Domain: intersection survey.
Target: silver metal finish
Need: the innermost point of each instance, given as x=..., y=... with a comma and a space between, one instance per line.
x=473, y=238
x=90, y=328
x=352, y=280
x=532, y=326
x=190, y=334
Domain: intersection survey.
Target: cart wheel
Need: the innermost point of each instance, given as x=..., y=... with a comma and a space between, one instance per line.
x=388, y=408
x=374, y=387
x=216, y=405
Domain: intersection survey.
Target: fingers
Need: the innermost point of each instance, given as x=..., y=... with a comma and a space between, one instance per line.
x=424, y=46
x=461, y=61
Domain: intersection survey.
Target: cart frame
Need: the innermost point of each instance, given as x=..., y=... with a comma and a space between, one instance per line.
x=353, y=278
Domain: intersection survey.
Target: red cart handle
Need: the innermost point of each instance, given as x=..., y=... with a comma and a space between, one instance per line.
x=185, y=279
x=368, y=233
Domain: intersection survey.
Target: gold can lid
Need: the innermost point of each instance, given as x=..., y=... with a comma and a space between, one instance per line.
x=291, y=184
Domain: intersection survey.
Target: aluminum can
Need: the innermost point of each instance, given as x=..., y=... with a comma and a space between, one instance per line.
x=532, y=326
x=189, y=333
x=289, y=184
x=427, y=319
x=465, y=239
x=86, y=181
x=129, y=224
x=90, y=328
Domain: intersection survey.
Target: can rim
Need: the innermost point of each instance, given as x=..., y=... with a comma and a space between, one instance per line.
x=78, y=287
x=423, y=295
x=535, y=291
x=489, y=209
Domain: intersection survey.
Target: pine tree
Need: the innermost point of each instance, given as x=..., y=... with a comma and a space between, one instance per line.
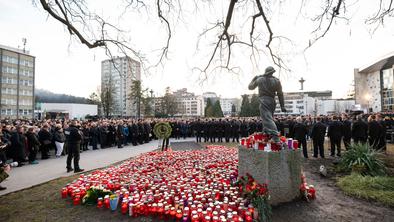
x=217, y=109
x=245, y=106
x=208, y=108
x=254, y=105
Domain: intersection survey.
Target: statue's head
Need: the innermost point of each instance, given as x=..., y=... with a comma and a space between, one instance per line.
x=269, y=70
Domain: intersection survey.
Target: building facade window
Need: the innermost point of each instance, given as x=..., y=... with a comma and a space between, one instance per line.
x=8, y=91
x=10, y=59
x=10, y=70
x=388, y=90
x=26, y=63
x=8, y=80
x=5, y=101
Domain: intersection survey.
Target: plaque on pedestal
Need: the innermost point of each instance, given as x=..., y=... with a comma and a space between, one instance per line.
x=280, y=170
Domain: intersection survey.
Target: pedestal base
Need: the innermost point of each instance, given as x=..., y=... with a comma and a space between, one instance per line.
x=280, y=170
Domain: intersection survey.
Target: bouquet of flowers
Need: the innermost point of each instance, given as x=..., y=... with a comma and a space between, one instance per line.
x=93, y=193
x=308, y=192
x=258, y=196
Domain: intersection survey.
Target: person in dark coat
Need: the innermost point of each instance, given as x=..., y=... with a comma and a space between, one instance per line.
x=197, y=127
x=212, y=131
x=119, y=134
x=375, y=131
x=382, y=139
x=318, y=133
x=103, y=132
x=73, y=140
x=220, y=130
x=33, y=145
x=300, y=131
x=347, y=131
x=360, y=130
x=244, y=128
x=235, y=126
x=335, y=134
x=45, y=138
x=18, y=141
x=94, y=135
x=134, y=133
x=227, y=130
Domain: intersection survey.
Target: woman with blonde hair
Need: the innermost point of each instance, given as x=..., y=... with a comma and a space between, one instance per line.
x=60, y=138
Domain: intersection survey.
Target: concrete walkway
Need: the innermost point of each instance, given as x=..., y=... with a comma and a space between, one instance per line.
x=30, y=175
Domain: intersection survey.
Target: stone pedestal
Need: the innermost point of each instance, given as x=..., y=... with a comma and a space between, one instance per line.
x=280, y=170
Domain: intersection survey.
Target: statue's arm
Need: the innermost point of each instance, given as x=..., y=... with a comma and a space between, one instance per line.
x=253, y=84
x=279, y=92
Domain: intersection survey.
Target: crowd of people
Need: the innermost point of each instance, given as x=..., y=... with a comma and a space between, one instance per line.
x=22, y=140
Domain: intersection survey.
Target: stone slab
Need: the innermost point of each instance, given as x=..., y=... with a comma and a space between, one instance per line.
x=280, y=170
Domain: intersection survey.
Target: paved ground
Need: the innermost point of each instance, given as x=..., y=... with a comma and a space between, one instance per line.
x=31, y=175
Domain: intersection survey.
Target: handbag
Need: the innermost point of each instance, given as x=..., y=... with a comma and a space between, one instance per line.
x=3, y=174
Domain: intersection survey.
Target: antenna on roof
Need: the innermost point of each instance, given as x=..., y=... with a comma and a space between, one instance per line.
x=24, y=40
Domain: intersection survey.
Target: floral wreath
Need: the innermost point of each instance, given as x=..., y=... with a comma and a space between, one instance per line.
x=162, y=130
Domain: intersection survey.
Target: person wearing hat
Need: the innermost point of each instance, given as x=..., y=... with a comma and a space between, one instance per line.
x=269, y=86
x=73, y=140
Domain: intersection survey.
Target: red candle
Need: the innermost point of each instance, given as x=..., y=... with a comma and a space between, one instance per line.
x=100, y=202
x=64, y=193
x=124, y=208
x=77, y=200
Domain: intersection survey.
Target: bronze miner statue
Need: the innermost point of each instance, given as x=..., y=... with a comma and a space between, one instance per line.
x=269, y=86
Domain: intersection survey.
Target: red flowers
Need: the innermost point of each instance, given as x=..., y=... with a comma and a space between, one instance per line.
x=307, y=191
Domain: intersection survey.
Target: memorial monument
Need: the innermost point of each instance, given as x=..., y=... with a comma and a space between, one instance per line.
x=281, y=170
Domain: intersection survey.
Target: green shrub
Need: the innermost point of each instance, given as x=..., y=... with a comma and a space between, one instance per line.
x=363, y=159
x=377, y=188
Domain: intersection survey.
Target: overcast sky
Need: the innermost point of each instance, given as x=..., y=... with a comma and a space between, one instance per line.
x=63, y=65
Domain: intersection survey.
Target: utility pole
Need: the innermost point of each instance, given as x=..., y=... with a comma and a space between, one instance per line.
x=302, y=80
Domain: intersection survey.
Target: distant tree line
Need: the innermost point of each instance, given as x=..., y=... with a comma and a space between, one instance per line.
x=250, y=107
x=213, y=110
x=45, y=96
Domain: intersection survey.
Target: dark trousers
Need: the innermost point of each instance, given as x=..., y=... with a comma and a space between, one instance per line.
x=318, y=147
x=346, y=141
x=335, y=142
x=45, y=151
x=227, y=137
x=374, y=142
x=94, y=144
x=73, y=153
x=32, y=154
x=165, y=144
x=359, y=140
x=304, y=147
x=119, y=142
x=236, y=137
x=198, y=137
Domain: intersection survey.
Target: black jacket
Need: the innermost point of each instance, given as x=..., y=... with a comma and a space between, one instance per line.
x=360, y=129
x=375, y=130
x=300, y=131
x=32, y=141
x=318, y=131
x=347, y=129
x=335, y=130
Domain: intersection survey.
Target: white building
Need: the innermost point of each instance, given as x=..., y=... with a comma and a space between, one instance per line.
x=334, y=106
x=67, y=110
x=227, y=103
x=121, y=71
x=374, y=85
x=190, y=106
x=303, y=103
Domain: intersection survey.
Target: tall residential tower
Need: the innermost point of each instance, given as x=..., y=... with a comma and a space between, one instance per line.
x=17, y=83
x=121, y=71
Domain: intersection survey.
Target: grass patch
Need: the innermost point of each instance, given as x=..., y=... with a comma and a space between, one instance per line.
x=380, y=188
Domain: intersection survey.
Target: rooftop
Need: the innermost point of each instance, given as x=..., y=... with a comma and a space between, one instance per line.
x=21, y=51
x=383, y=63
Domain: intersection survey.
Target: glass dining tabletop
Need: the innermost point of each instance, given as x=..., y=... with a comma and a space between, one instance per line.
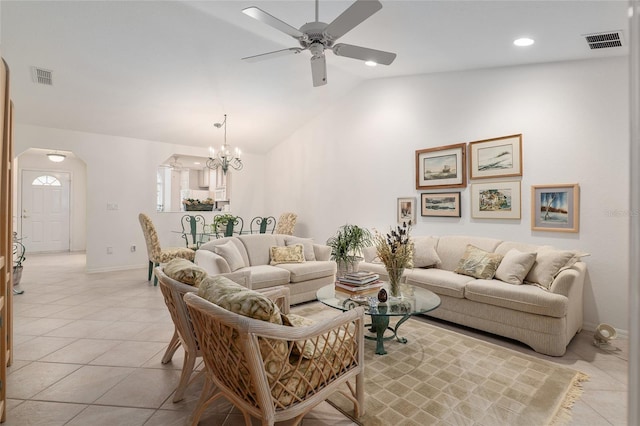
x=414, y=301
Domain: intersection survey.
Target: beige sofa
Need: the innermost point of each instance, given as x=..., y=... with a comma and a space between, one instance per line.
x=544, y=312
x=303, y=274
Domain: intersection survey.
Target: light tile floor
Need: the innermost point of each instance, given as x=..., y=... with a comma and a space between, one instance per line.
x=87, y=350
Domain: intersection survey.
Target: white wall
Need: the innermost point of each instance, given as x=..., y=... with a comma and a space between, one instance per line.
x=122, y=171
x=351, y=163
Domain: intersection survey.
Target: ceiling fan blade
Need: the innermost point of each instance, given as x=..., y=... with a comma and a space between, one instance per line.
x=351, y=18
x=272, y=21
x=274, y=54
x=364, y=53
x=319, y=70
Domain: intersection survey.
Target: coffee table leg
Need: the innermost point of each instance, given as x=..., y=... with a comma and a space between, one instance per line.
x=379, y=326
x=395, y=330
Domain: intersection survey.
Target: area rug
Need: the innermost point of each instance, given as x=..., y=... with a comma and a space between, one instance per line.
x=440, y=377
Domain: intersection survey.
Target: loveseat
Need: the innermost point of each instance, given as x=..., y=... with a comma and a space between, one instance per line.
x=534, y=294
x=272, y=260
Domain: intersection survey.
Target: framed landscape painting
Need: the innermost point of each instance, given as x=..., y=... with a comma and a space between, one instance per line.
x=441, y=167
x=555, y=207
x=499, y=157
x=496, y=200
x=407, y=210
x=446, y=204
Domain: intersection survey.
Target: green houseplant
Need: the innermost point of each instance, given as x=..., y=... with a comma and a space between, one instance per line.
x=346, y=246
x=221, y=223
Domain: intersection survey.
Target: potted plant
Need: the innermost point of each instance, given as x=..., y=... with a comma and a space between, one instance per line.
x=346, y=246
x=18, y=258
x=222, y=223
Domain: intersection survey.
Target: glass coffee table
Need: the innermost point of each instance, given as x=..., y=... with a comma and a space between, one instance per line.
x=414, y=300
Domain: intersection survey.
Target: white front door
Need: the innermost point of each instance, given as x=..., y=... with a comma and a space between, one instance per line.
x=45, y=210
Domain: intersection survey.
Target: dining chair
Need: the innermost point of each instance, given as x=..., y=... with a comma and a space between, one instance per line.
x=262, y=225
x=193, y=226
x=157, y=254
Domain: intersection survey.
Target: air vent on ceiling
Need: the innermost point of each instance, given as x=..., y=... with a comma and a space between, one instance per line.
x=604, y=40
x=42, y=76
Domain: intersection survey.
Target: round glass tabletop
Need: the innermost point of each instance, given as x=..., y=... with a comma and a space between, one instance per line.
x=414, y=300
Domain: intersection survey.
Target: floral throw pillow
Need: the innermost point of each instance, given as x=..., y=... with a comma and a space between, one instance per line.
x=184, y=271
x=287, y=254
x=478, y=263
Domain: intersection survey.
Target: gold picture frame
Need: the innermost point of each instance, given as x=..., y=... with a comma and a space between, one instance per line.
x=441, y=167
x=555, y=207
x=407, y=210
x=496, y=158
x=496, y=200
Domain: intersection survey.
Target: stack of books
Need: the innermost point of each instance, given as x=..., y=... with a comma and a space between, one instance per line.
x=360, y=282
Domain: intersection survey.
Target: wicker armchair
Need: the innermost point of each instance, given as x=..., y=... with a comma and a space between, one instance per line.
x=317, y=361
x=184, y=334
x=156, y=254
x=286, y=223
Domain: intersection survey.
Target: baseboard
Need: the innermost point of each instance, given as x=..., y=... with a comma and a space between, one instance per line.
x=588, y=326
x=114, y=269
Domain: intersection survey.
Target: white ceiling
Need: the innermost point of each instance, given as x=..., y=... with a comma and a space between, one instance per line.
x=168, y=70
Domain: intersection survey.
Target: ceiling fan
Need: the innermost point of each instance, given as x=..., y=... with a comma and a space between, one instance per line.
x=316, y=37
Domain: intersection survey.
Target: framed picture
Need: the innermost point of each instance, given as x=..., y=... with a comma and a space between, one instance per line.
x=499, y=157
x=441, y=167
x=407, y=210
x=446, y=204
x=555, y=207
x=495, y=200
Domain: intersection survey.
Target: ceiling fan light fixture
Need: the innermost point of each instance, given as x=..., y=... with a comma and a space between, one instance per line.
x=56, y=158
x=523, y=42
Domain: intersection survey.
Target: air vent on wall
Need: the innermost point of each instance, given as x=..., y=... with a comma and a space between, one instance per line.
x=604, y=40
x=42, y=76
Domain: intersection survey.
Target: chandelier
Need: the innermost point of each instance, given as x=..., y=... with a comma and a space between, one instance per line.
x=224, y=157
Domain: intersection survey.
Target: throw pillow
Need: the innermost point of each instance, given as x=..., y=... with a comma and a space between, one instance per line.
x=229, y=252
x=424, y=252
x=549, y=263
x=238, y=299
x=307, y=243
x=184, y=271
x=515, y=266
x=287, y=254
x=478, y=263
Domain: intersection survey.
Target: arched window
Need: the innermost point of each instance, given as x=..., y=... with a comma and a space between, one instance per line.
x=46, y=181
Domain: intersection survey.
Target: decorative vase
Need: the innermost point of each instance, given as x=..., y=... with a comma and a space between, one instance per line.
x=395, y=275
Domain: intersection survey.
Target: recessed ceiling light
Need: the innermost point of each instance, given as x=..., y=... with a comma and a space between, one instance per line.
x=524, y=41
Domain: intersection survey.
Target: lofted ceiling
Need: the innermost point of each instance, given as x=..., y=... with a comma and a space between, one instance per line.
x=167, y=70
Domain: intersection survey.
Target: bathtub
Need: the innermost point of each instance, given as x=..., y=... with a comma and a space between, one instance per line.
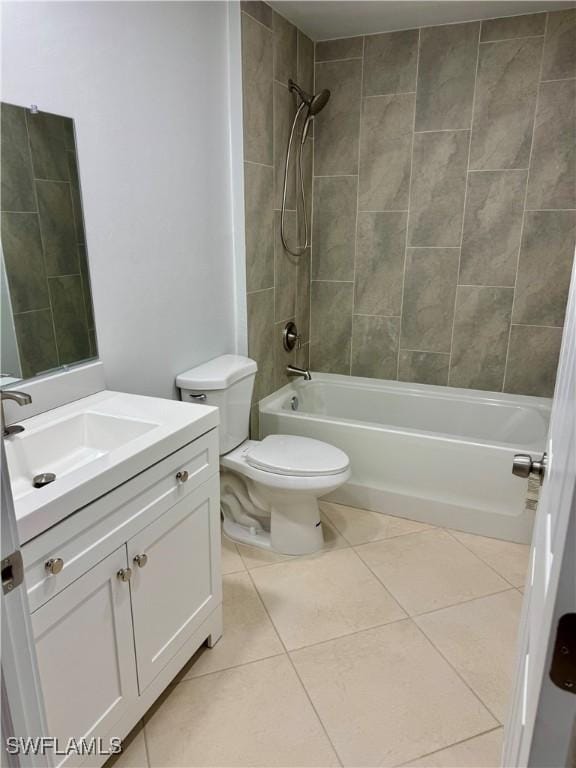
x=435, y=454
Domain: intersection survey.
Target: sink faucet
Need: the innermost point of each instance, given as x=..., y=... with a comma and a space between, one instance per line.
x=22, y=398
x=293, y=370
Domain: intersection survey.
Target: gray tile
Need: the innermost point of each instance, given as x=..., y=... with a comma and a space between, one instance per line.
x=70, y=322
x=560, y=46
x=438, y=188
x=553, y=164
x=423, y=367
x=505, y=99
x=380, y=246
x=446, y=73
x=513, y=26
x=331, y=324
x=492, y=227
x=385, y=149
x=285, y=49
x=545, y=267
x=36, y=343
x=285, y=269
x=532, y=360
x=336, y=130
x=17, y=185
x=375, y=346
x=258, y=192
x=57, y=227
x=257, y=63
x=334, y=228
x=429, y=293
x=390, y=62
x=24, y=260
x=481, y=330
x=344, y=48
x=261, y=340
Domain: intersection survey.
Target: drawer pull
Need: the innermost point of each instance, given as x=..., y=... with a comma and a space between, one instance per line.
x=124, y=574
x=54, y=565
_ _ _ _ _
## Aim
Pull out each line in the records above that contains the word "glass", copying it as it appears.

## Answer to the task
Target: glass dining tabletop
Target: glass coffee table
Target: round glass tabletop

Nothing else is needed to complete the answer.